■ Request:
Please repeat the lines of the entries below from the one containing "point: gray shingle" through the last line of the entries, both ends included, adding 105 to every x and y coordinate in the answers. Give back only those lines.

■ Data to use:
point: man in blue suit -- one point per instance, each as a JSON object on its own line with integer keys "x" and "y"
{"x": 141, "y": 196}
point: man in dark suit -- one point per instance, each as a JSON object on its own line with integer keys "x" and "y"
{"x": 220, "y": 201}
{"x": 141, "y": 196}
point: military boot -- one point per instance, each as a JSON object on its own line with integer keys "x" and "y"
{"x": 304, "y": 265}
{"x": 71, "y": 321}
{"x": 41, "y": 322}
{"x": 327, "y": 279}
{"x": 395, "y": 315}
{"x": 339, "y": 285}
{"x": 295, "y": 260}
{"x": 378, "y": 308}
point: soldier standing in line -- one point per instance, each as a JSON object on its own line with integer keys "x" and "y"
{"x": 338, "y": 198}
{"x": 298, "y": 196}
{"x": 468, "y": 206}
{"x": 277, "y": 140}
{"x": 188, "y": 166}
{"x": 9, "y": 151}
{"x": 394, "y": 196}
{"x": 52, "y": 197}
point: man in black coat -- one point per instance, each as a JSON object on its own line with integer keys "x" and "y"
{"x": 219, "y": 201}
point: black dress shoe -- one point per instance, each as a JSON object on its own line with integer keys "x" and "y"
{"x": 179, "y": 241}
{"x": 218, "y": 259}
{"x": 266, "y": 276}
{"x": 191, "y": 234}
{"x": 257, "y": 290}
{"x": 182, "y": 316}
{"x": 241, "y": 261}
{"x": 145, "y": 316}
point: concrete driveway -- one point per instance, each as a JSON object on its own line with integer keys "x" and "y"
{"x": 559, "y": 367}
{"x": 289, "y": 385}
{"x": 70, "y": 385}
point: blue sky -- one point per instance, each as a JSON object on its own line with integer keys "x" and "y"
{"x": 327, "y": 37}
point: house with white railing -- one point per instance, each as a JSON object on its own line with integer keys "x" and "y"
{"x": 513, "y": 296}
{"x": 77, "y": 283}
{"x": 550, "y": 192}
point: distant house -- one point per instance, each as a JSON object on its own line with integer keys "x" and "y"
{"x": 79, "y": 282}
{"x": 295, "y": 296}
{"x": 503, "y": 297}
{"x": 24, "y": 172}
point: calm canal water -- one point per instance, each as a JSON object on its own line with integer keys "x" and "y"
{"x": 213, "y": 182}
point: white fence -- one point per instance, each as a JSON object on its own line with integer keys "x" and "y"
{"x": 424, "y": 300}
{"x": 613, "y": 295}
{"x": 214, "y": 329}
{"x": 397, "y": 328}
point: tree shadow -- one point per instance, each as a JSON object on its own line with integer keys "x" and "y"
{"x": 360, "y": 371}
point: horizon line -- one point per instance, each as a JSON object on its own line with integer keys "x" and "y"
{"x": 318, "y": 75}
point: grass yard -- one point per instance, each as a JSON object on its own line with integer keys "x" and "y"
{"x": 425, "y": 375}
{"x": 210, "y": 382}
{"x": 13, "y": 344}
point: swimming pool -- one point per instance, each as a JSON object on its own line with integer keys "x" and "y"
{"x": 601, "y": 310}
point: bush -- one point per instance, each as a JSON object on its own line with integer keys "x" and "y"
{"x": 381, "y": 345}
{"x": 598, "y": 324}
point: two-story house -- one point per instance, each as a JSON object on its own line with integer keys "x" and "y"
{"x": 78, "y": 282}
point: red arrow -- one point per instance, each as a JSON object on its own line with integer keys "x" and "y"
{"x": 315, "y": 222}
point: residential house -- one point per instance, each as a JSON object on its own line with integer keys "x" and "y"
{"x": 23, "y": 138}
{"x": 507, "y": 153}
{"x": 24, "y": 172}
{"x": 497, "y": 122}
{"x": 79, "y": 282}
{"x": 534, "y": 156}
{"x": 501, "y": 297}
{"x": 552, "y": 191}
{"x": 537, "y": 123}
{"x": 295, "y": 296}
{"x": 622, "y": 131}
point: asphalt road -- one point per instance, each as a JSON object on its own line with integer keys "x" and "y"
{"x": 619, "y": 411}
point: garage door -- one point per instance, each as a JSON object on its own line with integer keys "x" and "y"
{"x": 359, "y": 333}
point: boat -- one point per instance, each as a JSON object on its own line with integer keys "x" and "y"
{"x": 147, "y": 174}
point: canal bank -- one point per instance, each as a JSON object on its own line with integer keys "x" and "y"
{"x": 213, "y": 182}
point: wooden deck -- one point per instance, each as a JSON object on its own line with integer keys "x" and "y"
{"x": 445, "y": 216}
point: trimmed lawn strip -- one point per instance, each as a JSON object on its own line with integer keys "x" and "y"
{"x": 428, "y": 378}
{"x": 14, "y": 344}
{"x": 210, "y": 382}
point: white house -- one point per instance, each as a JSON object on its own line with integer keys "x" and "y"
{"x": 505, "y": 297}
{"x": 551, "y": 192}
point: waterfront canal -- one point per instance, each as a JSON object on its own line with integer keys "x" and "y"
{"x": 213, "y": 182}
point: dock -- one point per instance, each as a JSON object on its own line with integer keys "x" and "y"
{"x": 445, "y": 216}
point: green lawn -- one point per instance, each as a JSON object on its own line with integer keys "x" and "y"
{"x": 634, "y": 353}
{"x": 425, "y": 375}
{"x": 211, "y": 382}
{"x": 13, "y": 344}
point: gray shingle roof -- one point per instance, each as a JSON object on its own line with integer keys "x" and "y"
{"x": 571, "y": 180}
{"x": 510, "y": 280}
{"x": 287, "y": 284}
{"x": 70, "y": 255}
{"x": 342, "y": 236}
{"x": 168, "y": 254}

■ Solved exercise:
point: gray shingle roof -- one point per instance, each as a JSON object on its own line with integer keys "x" and "y"
{"x": 676, "y": 285}
{"x": 615, "y": 385}
{"x": 392, "y": 389}
{"x": 175, "y": 360}
{"x": 447, "y": 341}
{"x": 273, "y": 359}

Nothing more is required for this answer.